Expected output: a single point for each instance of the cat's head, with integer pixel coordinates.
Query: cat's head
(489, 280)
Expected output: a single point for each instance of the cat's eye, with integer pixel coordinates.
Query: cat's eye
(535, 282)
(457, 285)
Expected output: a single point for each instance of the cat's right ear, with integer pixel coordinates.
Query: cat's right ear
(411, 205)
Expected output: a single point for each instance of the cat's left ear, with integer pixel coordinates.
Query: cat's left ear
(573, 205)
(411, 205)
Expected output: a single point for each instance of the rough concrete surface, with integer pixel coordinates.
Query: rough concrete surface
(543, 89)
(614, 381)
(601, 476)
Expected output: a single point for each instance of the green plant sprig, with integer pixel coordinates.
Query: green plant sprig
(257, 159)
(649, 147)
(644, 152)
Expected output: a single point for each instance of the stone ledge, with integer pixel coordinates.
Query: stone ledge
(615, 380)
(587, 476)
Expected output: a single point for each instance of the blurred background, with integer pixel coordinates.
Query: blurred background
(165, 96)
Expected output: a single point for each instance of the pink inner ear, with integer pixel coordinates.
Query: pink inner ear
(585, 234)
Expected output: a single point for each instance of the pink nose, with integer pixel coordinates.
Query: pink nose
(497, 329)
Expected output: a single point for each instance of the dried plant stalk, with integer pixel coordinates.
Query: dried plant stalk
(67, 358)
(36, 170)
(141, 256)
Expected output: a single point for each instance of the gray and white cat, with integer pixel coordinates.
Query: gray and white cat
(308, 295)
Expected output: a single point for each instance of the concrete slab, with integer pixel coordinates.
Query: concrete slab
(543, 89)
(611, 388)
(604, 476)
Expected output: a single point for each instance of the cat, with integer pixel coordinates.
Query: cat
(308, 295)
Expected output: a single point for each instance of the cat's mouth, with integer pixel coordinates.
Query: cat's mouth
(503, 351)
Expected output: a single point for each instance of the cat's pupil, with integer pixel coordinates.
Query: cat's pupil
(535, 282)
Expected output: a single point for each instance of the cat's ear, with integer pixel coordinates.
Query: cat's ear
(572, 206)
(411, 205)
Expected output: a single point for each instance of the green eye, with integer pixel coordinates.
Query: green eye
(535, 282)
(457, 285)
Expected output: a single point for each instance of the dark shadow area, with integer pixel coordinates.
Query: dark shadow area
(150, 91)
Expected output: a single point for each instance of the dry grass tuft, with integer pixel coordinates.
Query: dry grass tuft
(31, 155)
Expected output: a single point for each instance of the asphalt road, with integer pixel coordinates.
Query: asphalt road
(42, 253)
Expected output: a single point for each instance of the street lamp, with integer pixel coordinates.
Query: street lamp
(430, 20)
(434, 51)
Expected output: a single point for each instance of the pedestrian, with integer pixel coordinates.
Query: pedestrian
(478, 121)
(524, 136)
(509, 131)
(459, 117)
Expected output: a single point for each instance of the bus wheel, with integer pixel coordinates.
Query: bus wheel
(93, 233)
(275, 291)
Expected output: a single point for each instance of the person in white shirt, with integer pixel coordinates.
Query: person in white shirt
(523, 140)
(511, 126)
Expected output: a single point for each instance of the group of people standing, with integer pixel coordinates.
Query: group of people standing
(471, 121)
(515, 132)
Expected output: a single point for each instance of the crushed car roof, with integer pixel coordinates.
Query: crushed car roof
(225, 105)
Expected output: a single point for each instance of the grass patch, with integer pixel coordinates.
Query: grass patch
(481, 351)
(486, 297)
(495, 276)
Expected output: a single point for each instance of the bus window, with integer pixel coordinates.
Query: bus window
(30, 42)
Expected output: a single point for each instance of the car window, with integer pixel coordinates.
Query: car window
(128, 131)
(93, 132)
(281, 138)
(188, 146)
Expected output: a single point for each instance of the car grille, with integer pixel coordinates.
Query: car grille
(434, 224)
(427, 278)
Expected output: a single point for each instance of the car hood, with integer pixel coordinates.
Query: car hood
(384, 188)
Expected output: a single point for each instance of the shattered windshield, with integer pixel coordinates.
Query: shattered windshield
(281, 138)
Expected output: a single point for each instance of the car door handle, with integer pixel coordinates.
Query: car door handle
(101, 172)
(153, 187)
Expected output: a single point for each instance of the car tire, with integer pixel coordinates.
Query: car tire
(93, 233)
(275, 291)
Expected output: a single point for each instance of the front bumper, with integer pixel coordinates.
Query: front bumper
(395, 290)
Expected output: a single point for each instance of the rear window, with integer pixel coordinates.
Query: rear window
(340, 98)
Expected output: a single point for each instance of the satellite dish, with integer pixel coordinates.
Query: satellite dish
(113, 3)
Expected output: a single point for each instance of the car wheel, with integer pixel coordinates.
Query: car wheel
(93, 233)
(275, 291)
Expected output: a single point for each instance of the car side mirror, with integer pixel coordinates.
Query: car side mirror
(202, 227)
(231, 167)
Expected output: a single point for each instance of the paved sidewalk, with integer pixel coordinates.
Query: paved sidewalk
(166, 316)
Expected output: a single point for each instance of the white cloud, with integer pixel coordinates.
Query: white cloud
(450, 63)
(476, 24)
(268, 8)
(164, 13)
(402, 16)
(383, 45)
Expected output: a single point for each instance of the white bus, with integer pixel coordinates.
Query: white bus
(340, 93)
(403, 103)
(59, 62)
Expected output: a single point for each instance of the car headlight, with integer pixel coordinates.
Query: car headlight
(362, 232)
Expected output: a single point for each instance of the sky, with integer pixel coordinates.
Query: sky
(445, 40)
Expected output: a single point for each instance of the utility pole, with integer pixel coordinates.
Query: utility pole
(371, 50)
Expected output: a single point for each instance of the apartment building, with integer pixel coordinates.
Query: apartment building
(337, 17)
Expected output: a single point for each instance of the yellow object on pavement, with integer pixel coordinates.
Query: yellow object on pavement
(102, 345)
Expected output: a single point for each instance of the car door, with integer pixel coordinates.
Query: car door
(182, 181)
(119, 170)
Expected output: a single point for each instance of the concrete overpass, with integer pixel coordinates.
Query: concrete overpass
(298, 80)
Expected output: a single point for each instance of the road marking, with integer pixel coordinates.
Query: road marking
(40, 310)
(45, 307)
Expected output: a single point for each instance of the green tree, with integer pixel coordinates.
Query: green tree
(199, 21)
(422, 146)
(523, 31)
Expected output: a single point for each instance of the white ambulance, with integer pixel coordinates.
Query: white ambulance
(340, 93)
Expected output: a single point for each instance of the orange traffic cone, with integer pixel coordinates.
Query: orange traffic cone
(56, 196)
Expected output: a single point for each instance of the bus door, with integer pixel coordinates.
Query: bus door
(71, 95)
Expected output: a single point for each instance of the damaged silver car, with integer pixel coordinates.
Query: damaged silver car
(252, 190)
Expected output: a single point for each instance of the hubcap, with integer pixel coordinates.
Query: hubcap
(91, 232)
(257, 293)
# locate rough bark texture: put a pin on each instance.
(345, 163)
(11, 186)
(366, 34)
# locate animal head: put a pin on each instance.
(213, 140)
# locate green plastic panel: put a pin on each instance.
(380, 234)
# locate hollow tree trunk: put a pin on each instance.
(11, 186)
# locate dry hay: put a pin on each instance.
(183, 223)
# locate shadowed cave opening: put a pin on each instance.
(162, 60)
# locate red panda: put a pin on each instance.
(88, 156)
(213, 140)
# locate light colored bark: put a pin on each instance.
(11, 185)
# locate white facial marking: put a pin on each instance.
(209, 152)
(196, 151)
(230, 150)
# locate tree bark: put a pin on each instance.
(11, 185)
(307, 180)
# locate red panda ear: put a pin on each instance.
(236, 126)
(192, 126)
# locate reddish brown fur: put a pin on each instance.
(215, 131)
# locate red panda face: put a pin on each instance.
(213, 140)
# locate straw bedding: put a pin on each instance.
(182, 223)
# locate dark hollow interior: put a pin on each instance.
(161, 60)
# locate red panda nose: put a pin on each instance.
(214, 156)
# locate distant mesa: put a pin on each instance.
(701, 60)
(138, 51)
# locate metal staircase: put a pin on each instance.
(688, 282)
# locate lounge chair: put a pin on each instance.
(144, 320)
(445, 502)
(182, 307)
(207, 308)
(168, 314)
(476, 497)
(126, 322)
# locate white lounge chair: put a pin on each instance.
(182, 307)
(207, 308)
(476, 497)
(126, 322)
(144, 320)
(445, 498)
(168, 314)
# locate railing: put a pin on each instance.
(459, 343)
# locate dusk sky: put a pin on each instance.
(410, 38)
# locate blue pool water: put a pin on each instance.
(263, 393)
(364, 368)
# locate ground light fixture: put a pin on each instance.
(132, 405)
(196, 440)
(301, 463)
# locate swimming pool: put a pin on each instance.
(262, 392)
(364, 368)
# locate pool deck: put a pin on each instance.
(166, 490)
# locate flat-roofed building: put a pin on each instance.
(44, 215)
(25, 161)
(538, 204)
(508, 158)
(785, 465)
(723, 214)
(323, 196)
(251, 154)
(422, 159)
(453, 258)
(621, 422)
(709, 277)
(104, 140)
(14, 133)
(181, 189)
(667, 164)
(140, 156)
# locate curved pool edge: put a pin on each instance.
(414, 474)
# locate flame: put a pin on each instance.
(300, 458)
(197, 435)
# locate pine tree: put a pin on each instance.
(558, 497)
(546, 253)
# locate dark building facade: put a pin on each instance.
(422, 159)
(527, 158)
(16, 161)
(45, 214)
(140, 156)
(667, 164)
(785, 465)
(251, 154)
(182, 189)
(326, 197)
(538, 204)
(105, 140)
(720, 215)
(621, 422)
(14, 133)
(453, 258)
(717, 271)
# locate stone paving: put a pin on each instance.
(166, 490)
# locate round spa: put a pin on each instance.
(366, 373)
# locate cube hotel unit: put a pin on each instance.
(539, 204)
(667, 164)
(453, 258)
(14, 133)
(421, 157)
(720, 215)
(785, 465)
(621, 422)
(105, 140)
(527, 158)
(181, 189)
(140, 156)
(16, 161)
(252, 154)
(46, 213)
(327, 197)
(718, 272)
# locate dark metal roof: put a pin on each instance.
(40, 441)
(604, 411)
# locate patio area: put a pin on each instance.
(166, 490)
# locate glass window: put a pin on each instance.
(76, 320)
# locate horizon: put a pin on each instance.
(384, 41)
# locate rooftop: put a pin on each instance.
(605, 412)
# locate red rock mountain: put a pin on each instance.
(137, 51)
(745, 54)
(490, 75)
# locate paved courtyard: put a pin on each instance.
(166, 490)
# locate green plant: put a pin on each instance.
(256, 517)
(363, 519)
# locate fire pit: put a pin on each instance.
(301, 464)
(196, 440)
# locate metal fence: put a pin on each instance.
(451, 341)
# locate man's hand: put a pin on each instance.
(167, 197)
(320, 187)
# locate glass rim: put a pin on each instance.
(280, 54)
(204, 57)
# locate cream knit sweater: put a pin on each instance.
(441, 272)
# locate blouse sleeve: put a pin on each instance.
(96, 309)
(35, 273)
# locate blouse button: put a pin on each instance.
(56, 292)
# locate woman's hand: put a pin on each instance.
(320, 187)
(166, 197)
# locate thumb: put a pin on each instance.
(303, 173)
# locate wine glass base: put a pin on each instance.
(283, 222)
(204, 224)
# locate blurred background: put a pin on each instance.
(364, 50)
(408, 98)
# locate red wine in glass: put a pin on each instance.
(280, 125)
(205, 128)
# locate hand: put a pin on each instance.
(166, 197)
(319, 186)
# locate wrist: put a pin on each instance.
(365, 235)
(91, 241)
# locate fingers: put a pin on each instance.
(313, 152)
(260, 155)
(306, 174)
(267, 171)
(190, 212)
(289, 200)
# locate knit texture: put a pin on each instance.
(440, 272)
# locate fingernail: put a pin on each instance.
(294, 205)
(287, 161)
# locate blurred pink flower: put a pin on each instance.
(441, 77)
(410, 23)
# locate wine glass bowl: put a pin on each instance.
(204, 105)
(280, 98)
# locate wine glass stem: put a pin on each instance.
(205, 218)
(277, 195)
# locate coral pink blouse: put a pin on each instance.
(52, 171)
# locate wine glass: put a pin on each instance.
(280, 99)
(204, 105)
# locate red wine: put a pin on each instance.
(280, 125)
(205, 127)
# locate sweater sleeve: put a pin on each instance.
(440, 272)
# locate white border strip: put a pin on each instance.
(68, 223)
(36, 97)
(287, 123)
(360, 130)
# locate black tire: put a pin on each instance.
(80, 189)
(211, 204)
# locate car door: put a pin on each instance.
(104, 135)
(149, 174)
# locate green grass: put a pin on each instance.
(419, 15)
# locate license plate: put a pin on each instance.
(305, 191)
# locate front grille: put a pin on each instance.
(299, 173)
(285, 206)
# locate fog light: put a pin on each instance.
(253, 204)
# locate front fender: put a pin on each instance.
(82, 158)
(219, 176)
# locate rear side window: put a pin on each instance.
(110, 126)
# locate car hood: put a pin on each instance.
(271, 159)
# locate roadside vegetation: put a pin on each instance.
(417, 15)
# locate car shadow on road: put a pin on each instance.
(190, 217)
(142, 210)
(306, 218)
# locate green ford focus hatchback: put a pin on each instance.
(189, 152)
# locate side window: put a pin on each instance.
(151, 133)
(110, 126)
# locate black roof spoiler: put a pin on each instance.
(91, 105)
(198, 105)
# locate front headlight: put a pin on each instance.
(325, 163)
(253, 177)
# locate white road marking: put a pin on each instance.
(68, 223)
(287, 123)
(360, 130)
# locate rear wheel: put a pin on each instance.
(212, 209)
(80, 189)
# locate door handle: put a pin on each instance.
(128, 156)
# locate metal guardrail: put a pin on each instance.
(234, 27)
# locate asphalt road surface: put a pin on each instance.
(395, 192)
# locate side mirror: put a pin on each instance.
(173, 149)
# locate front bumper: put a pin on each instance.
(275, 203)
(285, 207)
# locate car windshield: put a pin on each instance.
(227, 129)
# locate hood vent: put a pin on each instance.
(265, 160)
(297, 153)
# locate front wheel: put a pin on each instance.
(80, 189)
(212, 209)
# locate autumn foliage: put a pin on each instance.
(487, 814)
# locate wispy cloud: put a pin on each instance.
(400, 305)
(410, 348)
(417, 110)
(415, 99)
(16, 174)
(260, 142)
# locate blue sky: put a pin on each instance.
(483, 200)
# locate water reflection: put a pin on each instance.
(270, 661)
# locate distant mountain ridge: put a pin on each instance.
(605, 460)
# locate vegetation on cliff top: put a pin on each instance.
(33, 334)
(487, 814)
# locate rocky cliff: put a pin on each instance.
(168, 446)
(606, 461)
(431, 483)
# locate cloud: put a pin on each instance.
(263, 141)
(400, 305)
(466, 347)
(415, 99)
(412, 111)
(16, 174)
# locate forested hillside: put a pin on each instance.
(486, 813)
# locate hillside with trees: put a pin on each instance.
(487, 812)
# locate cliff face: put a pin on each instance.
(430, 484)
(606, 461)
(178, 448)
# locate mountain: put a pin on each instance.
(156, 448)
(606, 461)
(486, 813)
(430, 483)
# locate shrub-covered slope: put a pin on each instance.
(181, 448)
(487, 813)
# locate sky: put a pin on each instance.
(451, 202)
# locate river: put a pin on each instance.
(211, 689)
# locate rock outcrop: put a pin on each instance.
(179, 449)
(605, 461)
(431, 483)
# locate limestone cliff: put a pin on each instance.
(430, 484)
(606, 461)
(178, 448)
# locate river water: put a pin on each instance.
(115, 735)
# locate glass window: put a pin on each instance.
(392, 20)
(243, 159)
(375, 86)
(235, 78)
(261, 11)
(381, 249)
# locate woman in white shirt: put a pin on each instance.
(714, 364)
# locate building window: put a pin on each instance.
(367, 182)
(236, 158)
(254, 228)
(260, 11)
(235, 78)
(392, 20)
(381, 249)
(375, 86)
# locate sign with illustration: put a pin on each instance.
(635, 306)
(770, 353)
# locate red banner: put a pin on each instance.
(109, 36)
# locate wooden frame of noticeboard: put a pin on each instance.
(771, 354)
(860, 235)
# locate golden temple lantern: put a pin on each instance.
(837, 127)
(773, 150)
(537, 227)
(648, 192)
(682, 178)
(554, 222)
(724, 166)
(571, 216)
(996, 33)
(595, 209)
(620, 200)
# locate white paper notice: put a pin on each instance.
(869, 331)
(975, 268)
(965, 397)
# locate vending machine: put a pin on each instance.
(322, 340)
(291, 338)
________
- _Work order_
Find the line with "Expected output: a single point for each instance of the yellow" in the entries above. Retype it and each line after it, exactly, through the line with "overpass, with integer pixel coordinates.", and stop there.

- _Result of the exercise_
Expected output: a single point for each instance of the yellow object on pavement, with integer pixel coordinates.
Query: yellow object on pavement
(102, 345)
Expected output: a single point for each instance of the car door, with integer pixel coordinates.
Query: car door
(182, 181)
(119, 170)
Expected output: a single point for each instance of the concrete overpass, with integer pixel coordinates.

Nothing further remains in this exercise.